TO DO. Send back the records in full, character for character.

** Opening DATA SHOWN block **

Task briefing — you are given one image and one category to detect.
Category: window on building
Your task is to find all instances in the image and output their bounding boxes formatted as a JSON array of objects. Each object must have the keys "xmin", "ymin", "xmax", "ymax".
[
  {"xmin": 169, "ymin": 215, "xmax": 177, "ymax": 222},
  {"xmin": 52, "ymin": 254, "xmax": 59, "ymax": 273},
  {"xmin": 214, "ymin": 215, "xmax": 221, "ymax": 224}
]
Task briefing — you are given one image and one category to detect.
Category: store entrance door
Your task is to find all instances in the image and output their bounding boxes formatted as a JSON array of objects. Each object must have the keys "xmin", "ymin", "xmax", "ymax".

** Closing DATA SHOWN block **

RESPONSE AREA.
Task briefing — you are given one image and one category to detect.
Category: window on building
Your task is to find all instances in the image and output their bounding boxes formatted as a JSON array of objects. Each object must have the keys "xmin", "ymin", "xmax", "ymax".
[
  {"xmin": 169, "ymin": 215, "xmax": 177, "ymax": 222},
  {"xmin": 52, "ymin": 254, "xmax": 59, "ymax": 273},
  {"xmin": 214, "ymin": 215, "xmax": 221, "ymax": 224}
]
Task briefing — you are given one image and one category to detect.
Category: store entrance door
Your task is to find all instances in the image and output their bounding boxes formatted as a JSON array of objects. Each object must have the keys "xmin", "ymin", "xmax", "ymax".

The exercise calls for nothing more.